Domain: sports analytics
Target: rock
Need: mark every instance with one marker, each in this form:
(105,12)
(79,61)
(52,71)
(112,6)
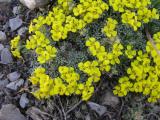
+===+
(Stated exercise): Copy out every one of the records above word for word, leaving out the pictures.

(Written reply):
Domain: sports analytics
Target: rock
Need: mark every instance with one marker, each in this form:
(105,12)
(79,61)
(52,71)
(112,6)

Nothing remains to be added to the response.